= GIVEN EXERCISE =
Please rewrite all of the items below, swapping "Report" for "Answer" and leaving every other word unchanged. Omit the pictures from your answer.

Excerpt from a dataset

---

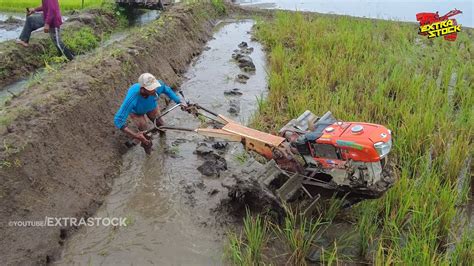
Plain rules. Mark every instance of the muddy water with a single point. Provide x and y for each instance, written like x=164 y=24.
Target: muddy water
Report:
x=10 y=31
x=167 y=201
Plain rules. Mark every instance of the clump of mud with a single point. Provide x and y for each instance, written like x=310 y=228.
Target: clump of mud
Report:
x=11 y=23
x=213 y=162
x=243 y=59
x=246 y=193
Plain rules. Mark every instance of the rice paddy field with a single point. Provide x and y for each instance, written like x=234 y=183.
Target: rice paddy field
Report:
x=20 y=5
x=381 y=72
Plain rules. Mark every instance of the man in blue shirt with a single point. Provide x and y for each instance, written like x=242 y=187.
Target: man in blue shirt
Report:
x=141 y=102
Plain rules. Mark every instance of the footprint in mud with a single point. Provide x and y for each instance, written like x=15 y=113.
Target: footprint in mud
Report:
x=213 y=164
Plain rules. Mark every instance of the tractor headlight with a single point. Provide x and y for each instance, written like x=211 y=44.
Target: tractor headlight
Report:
x=383 y=148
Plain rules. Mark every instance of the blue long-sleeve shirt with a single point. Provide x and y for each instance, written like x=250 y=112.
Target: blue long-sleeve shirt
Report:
x=135 y=103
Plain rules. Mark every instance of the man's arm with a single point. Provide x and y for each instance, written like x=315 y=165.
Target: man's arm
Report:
x=53 y=11
x=120 y=119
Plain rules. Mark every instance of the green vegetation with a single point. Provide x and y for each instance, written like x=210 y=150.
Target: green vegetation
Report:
x=383 y=72
x=298 y=233
x=246 y=248
x=79 y=41
x=20 y=5
x=219 y=6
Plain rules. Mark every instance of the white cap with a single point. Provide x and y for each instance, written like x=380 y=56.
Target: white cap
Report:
x=148 y=81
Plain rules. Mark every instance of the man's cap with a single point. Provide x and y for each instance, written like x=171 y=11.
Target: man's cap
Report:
x=148 y=81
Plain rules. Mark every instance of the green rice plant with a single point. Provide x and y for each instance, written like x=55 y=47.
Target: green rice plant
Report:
x=331 y=211
x=219 y=6
x=380 y=72
x=298 y=233
x=246 y=248
x=255 y=233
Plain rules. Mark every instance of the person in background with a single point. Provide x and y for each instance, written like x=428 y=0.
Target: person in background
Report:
x=50 y=19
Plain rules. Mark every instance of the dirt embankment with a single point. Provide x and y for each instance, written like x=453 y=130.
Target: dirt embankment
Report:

---

= REPLY TO THE TASK =
Plain rules. Mark every instance of the muddy water with a single point. Provide x and y for each instance, written like x=164 y=24.
Target: muddy water
Answer:
x=10 y=31
x=167 y=201
Plain rules. Mark every instance of the clump of mud with a single point. Provide x and y for each instance, written like x=310 y=228.
Target: clump of mud
Answer:
x=11 y=23
x=213 y=162
x=243 y=59
x=246 y=193
Plain rules. Mark every instance of the rice paddy field with a single point. Provide x and y for each instance, written like x=234 y=183.
Target: rice paddy field
Answer:
x=20 y=5
x=381 y=72
Plain rules. Mark every instance of the man in blue shirt with a single point. Provide x and y for each instance, written like x=242 y=187.
Target: man in blue shirt
Answer:
x=141 y=102
Plain rules. Mark every instance of the footprint in mud with a single point. Provide x and y for each instance, written like x=15 y=113.
Target: footprint in mud
Answer:
x=213 y=164
Plain rules. Mark every instance of the tractor headlight with a single point. Provide x and y for each instance, written like x=211 y=44.
Target: tractor headlight
Answer:
x=383 y=148
Plain rules. Mark every instance of the blue long-sleeve shirt with a single point. Provide x and y for each instance, written like x=250 y=112.
Target: blue long-sleeve shirt
Answer:
x=135 y=103
Plain rules. Mark every instance of the man's arm with a single point. Provide x and y for each instance, written like x=315 y=165.
Target: man's arm
Answer:
x=53 y=11
x=120 y=119
Plain rules. Mark every instance of the green vegetation with a single point. Provide x and y for each instance, written like x=210 y=150.
Target: green vegetation
Answer:
x=383 y=72
x=298 y=233
x=246 y=248
x=79 y=41
x=20 y=5
x=219 y=6
Plain rules. Mark every instance of the white cap with a single point. Provide x and y for each instance, written like x=380 y=56.
Target: white cap
Answer:
x=148 y=81
Plain rules. Mark every instance of the man's cap with a single point. Provide x and y for each instance, written like x=171 y=11.
Target: man's cap
Answer:
x=148 y=81
Plain rules. Mark every instance of the green rice plant with a single point. Provide x and y for each instance, written like x=55 y=47.
Target: green rice plant
Answer:
x=331 y=211
x=219 y=6
x=380 y=72
x=298 y=233
x=246 y=248
x=255 y=233
Plain rules. Mark every instance of the person in background with a single point. Provide x and y for each instance, written like x=428 y=0.
Target: person in background
Answer:
x=50 y=19
Plain rules. Mark every instance of the dirt embankment with a single point. Provide x and y for each instance, written like x=453 y=130.
Target: dirt embankment
Answer:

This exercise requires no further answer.